▸ **What is asked**
Give the portion of the material that begins with the line containing "Spot the white planter" and runs through its end as a numbered list, skipping any blank lines.

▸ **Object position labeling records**
○ ○ ○ ○ ○
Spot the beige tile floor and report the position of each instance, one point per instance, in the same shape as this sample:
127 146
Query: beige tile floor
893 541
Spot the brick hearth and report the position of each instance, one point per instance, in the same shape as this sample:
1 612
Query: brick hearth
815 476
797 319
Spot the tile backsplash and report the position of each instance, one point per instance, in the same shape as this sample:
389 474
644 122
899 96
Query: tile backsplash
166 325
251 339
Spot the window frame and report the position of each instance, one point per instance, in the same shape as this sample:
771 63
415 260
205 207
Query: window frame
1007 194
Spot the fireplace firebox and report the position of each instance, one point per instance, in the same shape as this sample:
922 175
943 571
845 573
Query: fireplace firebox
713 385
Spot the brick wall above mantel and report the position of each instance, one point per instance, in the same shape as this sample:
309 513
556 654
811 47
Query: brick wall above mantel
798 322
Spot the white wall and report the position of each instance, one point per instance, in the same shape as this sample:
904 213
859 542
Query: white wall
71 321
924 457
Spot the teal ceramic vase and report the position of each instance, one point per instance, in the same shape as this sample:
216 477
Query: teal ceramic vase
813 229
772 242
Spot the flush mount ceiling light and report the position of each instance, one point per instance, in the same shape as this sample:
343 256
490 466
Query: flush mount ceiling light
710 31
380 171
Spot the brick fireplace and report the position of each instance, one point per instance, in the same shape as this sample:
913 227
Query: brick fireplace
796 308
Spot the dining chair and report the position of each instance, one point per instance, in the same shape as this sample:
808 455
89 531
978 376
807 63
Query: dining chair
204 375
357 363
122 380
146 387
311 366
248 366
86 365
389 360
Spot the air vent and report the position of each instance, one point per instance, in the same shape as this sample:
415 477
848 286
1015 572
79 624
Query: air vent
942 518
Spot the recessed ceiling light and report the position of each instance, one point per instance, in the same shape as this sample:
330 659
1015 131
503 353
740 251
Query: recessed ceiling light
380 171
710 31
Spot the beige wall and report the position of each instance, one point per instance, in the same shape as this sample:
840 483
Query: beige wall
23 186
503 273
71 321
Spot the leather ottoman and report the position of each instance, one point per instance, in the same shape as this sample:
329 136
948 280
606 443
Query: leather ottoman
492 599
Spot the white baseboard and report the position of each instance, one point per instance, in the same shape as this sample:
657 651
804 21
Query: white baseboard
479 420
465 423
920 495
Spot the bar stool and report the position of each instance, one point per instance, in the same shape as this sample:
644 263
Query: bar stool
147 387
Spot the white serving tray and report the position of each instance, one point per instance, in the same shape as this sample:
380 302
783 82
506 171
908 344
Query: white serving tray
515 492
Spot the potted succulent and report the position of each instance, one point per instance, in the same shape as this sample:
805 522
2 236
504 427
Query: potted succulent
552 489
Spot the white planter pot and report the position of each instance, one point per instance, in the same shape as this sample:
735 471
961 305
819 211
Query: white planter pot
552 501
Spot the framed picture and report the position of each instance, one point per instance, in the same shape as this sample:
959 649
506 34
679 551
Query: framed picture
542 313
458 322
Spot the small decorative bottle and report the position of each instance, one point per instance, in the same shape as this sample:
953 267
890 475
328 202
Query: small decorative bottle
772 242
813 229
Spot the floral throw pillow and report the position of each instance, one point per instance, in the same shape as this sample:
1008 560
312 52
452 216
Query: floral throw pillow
○ ○ ○ ○ ○
▸ **Solution to this exercise**
1. Spot the white planter pot and report the position of each instance, one point per instance, in the same shape as this sample:
2. 735 471
3. 961 305
4. 819 211
5. Query: white planter pot
6. 552 501
7. Spot the framed picture and report the position of each instance, one point per instance, in the same shape as this sample:
8. 959 649
9. 506 34
10. 679 551
11. Query: framed picture
12. 542 313
13. 458 322
14. Spot the small decorative bottle and report the position of each instance, one point per instance, in the same shape as this sample:
15. 953 267
16. 890 475
17. 328 202
18. Query: small decorative bottle
19. 772 242
20. 813 229
21. Spot the floral throw pillow and report the position of each instance, one point per instance, in the same shape as this sample:
22. 1008 560
23. 312 52
24. 452 216
25. Query: floral throw pillow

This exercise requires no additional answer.